**PROBLEM REQUIREMENTS**
Every picture stays out; everything else in the listing below is to be returned exactly.

━━ EXTRACTED MATERIAL ━━

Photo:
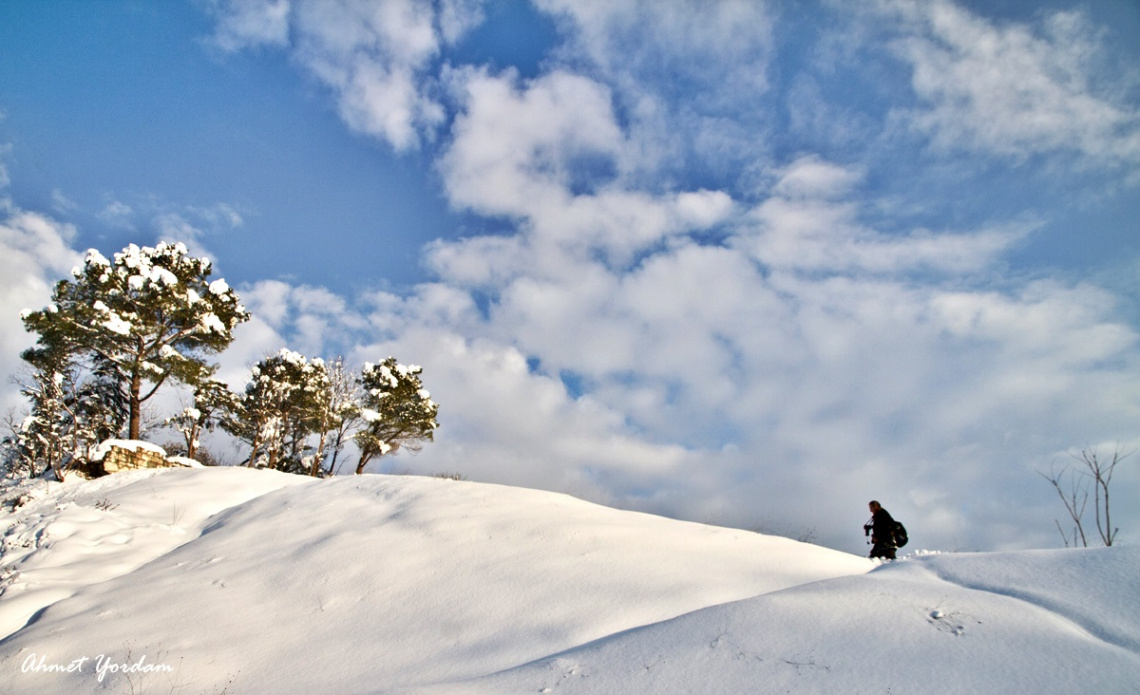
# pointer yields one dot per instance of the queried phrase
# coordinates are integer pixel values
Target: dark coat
(882, 528)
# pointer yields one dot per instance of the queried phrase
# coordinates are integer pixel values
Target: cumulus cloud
(1014, 90)
(750, 353)
(373, 55)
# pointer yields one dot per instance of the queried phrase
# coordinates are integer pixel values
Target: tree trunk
(136, 405)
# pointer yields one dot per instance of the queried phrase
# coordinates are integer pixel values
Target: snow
(255, 581)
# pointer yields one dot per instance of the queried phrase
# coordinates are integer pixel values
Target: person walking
(881, 530)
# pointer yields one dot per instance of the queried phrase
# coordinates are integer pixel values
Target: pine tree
(146, 317)
(396, 409)
(282, 407)
(212, 403)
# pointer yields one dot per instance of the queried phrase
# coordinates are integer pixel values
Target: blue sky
(742, 262)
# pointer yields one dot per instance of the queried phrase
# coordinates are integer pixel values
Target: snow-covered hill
(246, 581)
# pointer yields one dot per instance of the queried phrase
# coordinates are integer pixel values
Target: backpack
(900, 534)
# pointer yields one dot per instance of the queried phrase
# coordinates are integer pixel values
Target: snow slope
(247, 581)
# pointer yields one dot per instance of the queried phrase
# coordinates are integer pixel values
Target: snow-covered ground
(228, 580)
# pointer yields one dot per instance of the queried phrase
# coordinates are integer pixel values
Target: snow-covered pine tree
(283, 406)
(140, 319)
(396, 408)
(212, 403)
(340, 418)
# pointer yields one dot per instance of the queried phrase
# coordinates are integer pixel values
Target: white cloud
(374, 55)
(250, 23)
(1014, 89)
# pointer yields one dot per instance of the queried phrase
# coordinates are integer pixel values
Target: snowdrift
(247, 581)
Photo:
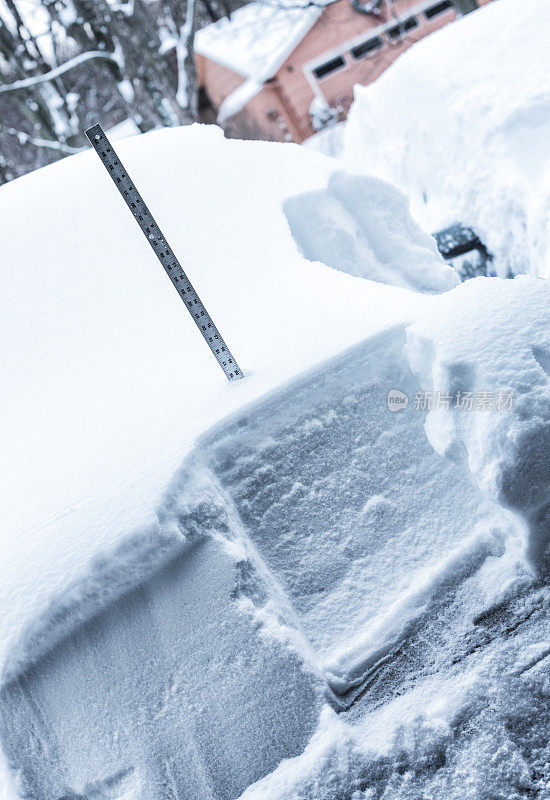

━━━

**THE COMPLETED TASK**
Photo:
# pointer yields one dot per instance of the queried phrase
# coordinates are integer pixel values
Target: dark coat
(882, 528)
# pointer yields one dot per instance of the queried phrase
# coordinates are integer pixel values
Target: cumulus cloud
(1014, 90)
(750, 353)
(373, 55)
# pointer yields one dot per instance of the queried phrase
# coordinates are integer pixel values
Target: tree trunk
(136, 405)
# pointer yields one dot per instance of the queried phrase
# coordinates are integer pixel values
Target: snow
(255, 581)
# pointer yields one dot per instance of the queried phrase
# coordinates are integer pixel values
Target: person walking
(881, 530)
# pointer yields one dot per instance of the queried phrase
# coordinates are integer pixel values
Target: pine tree
(146, 317)
(396, 409)
(282, 407)
(212, 403)
# pointer yields one dot per instance of the queried phrase
# coordinates are integer pixel values
Target: blue sky
(742, 262)
# pointer yields one dot per instance of the queried phrase
# coordinates are integer pixel values
Target: snow-covered hill
(246, 581)
# pointer yields one dot per instance of the queried phrase
# coordinates are integer pixel values
Target: backpack
(900, 534)
# pointer yields one dot per instance of the queried phrase
# coordinates are integer pixel values
Target: snow slope
(247, 581)
# pointer yields one dot per instance of the queried phrase
# coordinates are integer pixel values
Target: snow-covered ground
(228, 580)
# pointer yields one dot per instance of the queried phrase
# coordinates are integer pixel values
Target: snow-covered pine tree
(283, 406)
(140, 319)
(396, 408)
(212, 403)
(340, 418)
# pointer yields one dot per instance of the queried phrase
# coordinates are integer pixel values
Target: white cloud
(374, 55)
(250, 23)
(1014, 89)
# pointer yields one dot per instance of the queried phrase
# coordinates are integer pixel values
Target: snowdrift
(247, 581)
Photo:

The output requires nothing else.